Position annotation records
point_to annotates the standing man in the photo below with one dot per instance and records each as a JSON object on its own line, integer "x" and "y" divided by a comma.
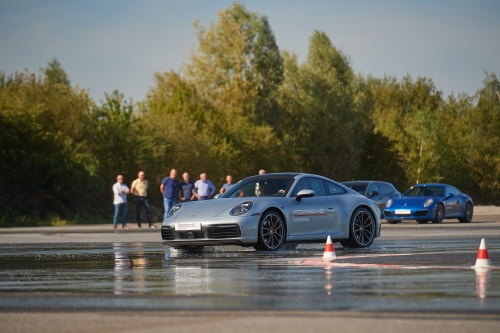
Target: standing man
{"x": 204, "y": 188}
{"x": 139, "y": 188}
{"x": 186, "y": 188}
{"x": 120, "y": 191}
{"x": 257, "y": 189}
{"x": 168, "y": 188}
{"x": 227, "y": 185}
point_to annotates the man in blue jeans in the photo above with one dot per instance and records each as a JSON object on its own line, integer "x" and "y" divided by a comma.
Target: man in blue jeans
{"x": 120, "y": 191}
{"x": 168, "y": 188}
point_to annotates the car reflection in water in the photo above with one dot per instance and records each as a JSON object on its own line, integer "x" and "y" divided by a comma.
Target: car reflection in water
{"x": 129, "y": 272}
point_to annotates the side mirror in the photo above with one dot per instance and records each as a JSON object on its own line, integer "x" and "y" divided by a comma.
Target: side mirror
{"x": 304, "y": 194}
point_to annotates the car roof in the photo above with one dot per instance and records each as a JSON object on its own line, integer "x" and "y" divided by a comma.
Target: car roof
{"x": 364, "y": 181}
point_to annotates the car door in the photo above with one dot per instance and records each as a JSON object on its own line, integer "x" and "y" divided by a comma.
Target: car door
{"x": 377, "y": 198}
{"x": 453, "y": 205}
{"x": 386, "y": 193}
{"x": 309, "y": 215}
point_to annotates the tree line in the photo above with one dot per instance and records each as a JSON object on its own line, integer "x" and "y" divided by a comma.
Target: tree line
{"x": 239, "y": 104}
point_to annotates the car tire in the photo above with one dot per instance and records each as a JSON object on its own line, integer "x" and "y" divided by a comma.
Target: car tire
{"x": 362, "y": 229}
{"x": 272, "y": 232}
{"x": 439, "y": 214}
{"x": 468, "y": 213}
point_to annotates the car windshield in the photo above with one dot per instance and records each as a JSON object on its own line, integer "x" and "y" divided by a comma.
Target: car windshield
{"x": 261, "y": 186}
{"x": 358, "y": 187}
{"x": 424, "y": 191}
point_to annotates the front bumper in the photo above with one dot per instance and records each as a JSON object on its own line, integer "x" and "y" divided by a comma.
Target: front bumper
{"x": 220, "y": 231}
{"x": 415, "y": 214}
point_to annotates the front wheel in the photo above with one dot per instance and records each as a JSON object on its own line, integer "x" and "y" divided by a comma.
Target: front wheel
{"x": 439, "y": 214}
{"x": 469, "y": 210}
{"x": 272, "y": 232}
{"x": 361, "y": 229}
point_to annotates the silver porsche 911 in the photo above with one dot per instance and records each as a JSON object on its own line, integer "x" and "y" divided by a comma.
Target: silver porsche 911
{"x": 267, "y": 211}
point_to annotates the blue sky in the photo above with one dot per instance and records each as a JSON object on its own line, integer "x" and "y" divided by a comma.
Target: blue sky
{"x": 108, "y": 45}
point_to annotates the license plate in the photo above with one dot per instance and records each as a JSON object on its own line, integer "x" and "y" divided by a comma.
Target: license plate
{"x": 188, "y": 226}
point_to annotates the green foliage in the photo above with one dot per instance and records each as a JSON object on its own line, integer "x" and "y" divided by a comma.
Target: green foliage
{"x": 238, "y": 105}
{"x": 55, "y": 74}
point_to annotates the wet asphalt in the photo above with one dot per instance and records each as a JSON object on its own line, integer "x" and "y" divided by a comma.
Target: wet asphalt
{"x": 411, "y": 267}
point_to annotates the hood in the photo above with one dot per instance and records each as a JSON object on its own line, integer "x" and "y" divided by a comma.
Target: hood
{"x": 207, "y": 208}
{"x": 410, "y": 201}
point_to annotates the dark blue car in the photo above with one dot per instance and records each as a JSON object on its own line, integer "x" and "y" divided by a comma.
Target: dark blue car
{"x": 429, "y": 202}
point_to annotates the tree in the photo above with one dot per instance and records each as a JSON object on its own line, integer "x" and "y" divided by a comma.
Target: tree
{"x": 55, "y": 74}
{"x": 324, "y": 125}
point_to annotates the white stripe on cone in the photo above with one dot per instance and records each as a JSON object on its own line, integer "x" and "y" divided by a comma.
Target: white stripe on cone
{"x": 483, "y": 259}
{"x": 329, "y": 250}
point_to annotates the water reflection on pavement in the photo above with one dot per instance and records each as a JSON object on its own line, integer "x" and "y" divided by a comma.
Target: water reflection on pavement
{"x": 405, "y": 275}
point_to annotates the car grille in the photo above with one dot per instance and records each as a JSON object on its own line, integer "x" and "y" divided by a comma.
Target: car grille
{"x": 167, "y": 233}
{"x": 224, "y": 231}
{"x": 423, "y": 212}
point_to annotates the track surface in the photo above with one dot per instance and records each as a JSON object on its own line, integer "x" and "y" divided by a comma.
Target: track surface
{"x": 91, "y": 278}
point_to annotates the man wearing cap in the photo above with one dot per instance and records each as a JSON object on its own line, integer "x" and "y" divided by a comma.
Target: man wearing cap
{"x": 139, "y": 188}
{"x": 204, "y": 188}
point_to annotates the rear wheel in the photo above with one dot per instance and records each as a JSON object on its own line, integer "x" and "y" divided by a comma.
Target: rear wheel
{"x": 468, "y": 212}
{"x": 439, "y": 214}
{"x": 272, "y": 232}
{"x": 361, "y": 229}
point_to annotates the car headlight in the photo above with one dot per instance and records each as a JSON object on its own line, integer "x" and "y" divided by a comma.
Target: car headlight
{"x": 174, "y": 210}
{"x": 242, "y": 208}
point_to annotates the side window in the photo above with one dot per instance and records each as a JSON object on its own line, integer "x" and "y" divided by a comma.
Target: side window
{"x": 310, "y": 184}
{"x": 449, "y": 190}
{"x": 373, "y": 187}
{"x": 384, "y": 188}
{"x": 334, "y": 189}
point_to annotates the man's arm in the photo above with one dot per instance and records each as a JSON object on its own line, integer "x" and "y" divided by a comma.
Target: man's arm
{"x": 132, "y": 187}
{"x": 212, "y": 188}
{"x": 193, "y": 194}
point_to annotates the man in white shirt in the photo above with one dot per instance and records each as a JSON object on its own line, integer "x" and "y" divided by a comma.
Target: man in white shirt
{"x": 120, "y": 191}
{"x": 204, "y": 188}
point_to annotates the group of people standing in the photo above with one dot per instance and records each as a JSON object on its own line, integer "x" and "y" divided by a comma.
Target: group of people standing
{"x": 170, "y": 188}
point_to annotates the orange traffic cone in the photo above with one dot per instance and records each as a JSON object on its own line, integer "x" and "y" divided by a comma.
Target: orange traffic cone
{"x": 483, "y": 260}
{"x": 329, "y": 250}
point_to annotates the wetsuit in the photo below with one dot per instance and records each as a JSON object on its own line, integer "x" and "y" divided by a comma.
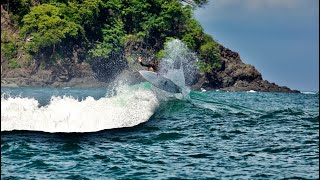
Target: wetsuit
{"x": 151, "y": 65}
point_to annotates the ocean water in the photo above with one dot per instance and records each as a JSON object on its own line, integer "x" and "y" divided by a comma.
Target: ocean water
{"x": 139, "y": 132}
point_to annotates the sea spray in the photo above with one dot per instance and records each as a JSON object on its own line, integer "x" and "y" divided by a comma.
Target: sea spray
{"x": 129, "y": 107}
{"x": 178, "y": 63}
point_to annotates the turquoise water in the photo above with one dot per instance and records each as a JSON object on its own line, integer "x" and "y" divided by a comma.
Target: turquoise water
{"x": 137, "y": 134}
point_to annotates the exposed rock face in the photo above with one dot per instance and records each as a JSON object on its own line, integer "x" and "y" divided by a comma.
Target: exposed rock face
{"x": 234, "y": 75}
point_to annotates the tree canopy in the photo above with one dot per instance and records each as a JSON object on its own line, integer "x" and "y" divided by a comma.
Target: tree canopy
{"x": 100, "y": 28}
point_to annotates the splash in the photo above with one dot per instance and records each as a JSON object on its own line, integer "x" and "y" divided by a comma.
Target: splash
{"x": 130, "y": 107}
{"x": 178, "y": 63}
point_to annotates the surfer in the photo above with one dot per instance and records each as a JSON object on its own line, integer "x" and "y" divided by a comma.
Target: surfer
{"x": 151, "y": 66}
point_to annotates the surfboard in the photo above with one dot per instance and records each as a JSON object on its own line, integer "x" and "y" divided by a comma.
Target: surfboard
{"x": 160, "y": 81}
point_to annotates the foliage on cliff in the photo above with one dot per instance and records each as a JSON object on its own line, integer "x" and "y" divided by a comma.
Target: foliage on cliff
{"x": 99, "y": 31}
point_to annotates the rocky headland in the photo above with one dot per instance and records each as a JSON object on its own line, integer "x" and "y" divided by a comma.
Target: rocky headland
{"x": 234, "y": 75}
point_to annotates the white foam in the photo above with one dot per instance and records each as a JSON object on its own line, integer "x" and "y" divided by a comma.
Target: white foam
{"x": 65, "y": 114}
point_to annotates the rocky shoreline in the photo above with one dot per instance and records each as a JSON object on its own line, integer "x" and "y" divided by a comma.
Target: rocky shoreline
{"x": 234, "y": 75}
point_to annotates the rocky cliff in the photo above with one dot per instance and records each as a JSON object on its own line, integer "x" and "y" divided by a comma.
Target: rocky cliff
{"x": 234, "y": 75}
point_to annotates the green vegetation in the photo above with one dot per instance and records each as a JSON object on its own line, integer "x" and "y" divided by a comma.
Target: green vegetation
{"x": 100, "y": 30}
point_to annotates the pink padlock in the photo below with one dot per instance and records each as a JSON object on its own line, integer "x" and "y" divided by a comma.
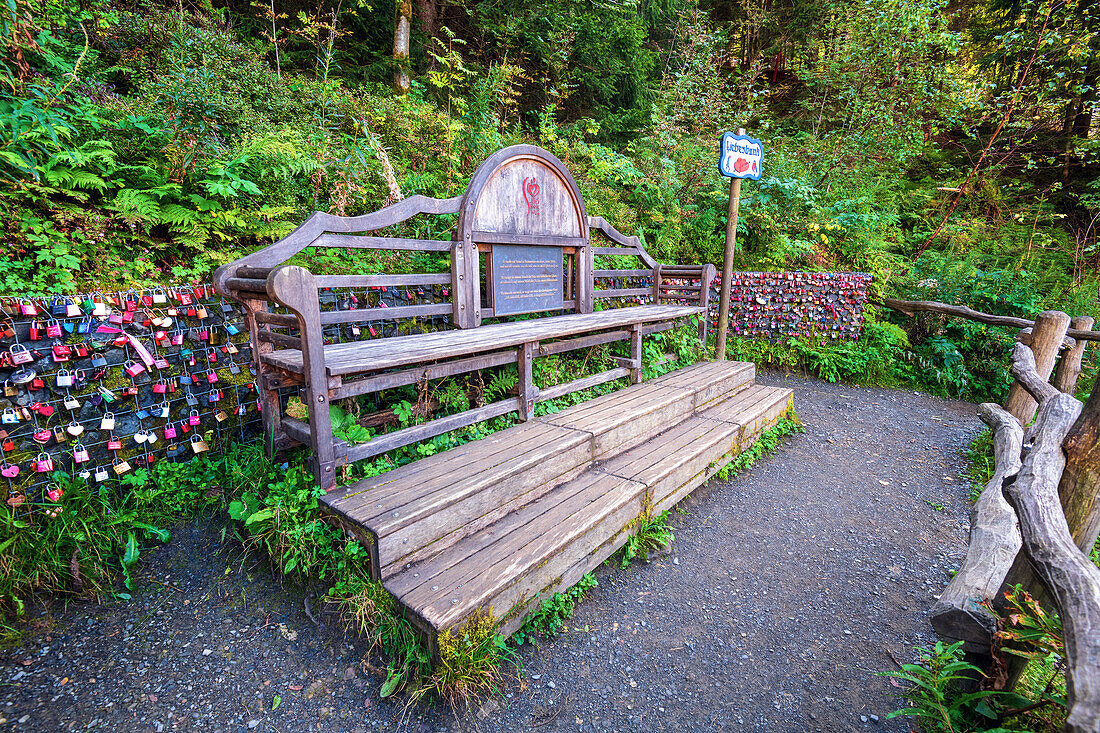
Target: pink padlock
{"x": 20, "y": 354}
{"x": 44, "y": 463}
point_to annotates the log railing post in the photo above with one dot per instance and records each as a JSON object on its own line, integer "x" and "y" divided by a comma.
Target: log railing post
{"x": 528, "y": 393}
{"x": 1047, "y": 335}
{"x": 1079, "y": 489}
{"x": 994, "y": 543}
{"x": 1069, "y": 365}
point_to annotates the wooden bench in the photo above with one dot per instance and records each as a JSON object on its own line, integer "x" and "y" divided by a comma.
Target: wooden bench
{"x": 497, "y": 525}
{"x": 521, "y": 244}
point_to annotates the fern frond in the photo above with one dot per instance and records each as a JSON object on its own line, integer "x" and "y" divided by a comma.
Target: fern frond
{"x": 135, "y": 207}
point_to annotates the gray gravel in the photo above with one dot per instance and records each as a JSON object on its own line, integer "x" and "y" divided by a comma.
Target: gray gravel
{"x": 787, "y": 590}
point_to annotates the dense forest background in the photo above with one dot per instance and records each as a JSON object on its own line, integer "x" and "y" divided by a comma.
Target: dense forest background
{"x": 950, "y": 149}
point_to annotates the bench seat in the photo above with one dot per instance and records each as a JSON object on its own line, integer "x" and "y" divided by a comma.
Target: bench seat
{"x": 376, "y": 354}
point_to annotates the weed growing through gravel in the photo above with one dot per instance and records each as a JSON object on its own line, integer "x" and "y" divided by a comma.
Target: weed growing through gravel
{"x": 472, "y": 659}
{"x": 649, "y": 534}
{"x": 979, "y": 456}
{"x": 554, "y": 612}
{"x": 769, "y": 440}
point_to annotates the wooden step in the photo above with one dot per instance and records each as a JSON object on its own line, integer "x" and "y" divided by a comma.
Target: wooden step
{"x": 678, "y": 460}
{"x": 417, "y": 511}
{"x": 542, "y": 547}
{"x": 620, "y": 419}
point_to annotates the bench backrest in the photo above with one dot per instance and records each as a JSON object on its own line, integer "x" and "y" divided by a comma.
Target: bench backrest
{"x": 523, "y": 244}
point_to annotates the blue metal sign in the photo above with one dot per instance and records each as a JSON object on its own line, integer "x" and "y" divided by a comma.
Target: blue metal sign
{"x": 740, "y": 156}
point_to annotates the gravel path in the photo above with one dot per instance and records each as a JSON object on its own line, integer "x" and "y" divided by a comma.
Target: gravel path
{"x": 787, "y": 590}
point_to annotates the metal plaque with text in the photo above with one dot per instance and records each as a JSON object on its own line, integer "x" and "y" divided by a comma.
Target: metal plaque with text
{"x": 526, "y": 279}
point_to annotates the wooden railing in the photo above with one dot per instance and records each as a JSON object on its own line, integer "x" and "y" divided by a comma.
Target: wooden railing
{"x": 1038, "y": 516}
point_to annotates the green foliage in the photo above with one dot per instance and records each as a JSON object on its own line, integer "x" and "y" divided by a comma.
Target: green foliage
{"x": 551, "y": 616}
{"x": 345, "y": 427}
{"x": 85, "y": 539}
{"x": 934, "y": 696}
{"x": 648, "y": 534}
{"x": 979, "y": 455}
{"x": 878, "y": 358}
{"x": 788, "y": 424}
{"x": 471, "y": 662}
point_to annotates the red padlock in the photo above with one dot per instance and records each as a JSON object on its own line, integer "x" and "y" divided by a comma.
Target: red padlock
{"x": 43, "y": 463}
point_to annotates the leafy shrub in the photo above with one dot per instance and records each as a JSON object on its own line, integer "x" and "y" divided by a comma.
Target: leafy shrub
{"x": 471, "y": 662}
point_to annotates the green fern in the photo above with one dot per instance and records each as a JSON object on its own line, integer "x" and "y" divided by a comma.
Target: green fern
{"x": 135, "y": 207}
{"x": 499, "y": 385}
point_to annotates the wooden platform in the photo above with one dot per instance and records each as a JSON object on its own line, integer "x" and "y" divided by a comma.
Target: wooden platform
{"x": 501, "y": 523}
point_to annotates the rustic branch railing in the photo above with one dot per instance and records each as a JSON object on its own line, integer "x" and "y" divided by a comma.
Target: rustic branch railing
{"x": 909, "y": 307}
{"x": 1055, "y": 532}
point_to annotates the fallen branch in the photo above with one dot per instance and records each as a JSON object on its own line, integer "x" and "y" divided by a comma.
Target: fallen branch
{"x": 1069, "y": 576}
{"x": 910, "y": 307}
{"x": 961, "y": 613}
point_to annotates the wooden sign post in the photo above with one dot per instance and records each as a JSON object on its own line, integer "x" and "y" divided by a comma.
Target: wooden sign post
{"x": 739, "y": 157}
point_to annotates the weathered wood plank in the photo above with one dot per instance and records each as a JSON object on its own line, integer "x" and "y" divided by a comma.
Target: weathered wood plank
{"x": 583, "y": 383}
{"x": 909, "y": 307}
{"x": 380, "y": 495}
{"x": 472, "y": 506}
{"x": 582, "y": 342}
{"x": 418, "y": 373}
{"x": 417, "y": 433}
{"x": 542, "y": 545}
{"x": 427, "y": 572}
{"x": 623, "y": 293}
{"x": 364, "y": 242}
{"x": 359, "y": 357}
{"x": 363, "y": 315}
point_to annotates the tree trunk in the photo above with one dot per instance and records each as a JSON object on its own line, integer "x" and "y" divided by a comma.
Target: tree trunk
{"x": 994, "y": 542}
{"x": 1071, "y": 579}
{"x": 1069, "y": 365}
{"x": 402, "y": 24}
{"x": 1046, "y": 339}
{"x": 1080, "y": 481}
{"x": 1082, "y": 121}
{"x": 427, "y": 11}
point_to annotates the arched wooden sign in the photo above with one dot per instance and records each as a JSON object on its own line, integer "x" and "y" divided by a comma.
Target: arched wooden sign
{"x": 525, "y": 212}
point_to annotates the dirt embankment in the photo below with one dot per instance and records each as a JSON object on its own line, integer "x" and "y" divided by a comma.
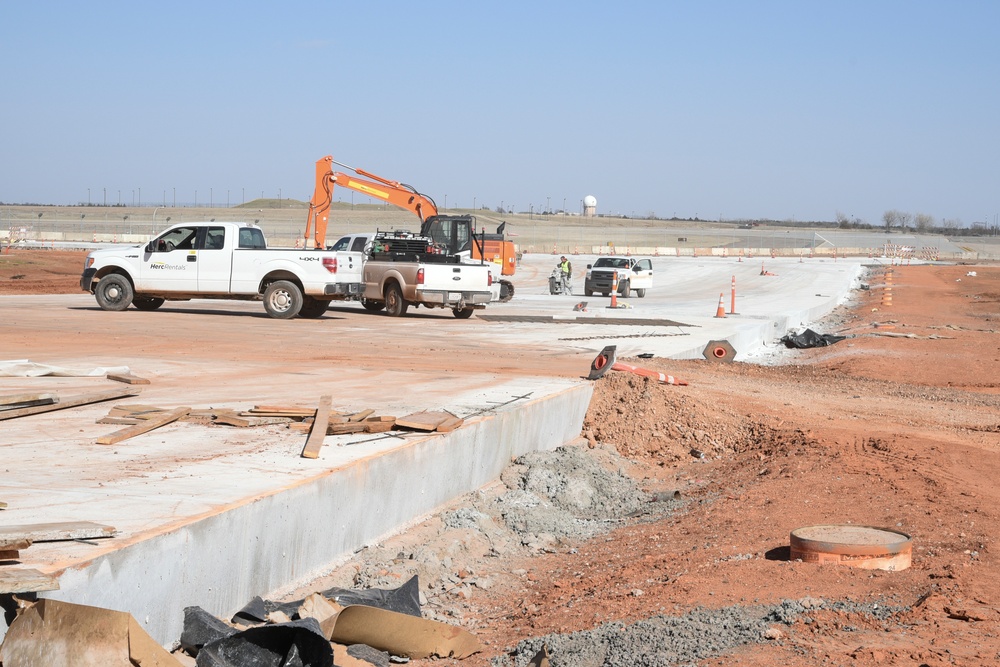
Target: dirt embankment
{"x": 900, "y": 432}
{"x": 40, "y": 271}
{"x": 666, "y": 542}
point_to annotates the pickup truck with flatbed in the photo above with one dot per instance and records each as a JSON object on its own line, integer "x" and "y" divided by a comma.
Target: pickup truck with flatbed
{"x": 632, "y": 273}
{"x": 221, "y": 260}
{"x": 402, "y": 269}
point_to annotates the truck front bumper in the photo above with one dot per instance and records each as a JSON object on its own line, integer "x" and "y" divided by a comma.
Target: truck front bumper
{"x": 87, "y": 279}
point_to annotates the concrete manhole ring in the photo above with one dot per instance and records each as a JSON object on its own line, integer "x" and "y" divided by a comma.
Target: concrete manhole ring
{"x": 866, "y": 547}
{"x": 719, "y": 350}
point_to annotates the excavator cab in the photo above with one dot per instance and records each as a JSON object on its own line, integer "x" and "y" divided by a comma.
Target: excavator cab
{"x": 452, "y": 232}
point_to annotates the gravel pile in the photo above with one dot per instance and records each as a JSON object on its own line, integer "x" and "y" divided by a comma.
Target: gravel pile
{"x": 664, "y": 641}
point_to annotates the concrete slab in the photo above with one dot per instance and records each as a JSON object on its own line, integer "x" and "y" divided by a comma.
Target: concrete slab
{"x": 213, "y": 515}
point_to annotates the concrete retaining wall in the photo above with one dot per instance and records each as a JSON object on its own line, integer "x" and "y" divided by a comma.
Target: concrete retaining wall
{"x": 277, "y": 541}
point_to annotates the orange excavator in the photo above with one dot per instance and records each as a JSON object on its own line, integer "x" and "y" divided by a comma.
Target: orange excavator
{"x": 452, "y": 234}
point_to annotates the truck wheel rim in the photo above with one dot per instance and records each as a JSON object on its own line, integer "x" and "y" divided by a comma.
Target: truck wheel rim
{"x": 280, "y": 300}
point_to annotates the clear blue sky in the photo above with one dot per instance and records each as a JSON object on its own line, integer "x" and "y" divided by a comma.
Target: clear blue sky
{"x": 734, "y": 109}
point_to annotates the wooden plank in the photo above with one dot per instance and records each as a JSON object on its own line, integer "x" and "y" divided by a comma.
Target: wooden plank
{"x": 449, "y": 425}
{"x": 146, "y": 426}
{"x": 283, "y": 411}
{"x": 267, "y": 421}
{"x": 56, "y": 532}
{"x": 71, "y": 402}
{"x": 229, "y": 417}
{"x": 127, "y": 378}
{"x": 379, "y": 427}
{"x": 423, "y": 421}
{"x": 23, "y": 580}
{"x": 360, "y": 416}
{"x": 14, "y": 543}
{"x": 343, "y": 429}
{"x": 8, "y": 401}
{"x": 131, "y": 409}
{"x": 315, "y": 440}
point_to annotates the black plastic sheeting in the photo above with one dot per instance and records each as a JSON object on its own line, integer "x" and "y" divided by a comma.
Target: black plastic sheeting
{"x": 299, "y": 643}
{"x": 810, "y": 338}
{"x": 404, "y": 600}
{"x": 294, "y": 644}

* _WRITTEN EXERCISE_
Produce an exact repeat of the lines from the one containing "point_to annotates the concrete retaining" through the last line of the data, and nothing more.

* _RESPONSE TO THE TASK_
point_to annotates the concrete retaining wall in the photo above with one dot per instance and records each as a JSON object on its own line, integer "x" and "y" divided by a comma.
Target: concrete retaining wall
{"x": 277, "y": 541}
point_to annotates the orange excavator in the photo above with one dot per instance and records each as a JSON object on its own line, integer "x" and "y" divided by a comma.
Target: orange excavator
{"x": 452, "y": 234}
point_to annotates the truck wheel rim in the photo above with one dot per instance and records each as a JSON object on its own line, integer "x" and "y" divided by a comma.
Target: truck wheel rim
{"x": 280, "y": 300}
point_to annotates the clear blue sky in the photo above with one dot per instance and records each as a JSON object on its own line, integer "x" and "y" divided by a comma.
Target: clear blue sky
{"x": 734, "y": 109}
point_to annotates the wooden plank in the photo above with one dot per instance and records each as a JSON object on its own line, integer "x" and "y" divided by a comma.
Target: wooden plank
{"x": 449, "y": 425}
{"x": 146, "y": 426}
{"x": 283, "y": 411}
{"x": 267, "y": 421}
{"x": 56, "y": 532}
{"x": 71, "y": 402}
{"x": 229, "y": 417}
{"x": 127, "y": 378}
{"x": 379, "y": 427}
{"x": 423, "y": 421}
{"x": 23, "y": 580}
{"x": 360, "y": 416}
{"x": 14, "y": 543}
{"x": 343, "y": 429}
{"x": 8, "y": 401}
{"x": 131, "y": 409}
{"x": 315, "y": 440}
point_to annotates the black plastic sheeting in the photo above with one dot per instance and records each as a JSON object on its own line, integer "x" and "y" divided by a comma.
Target: black plastic sheeting
{"x": 299, "y": 643}
{"x": 810, "y": 338}
{"x": 404, "y": 600}
{"x": 294, "y": 644}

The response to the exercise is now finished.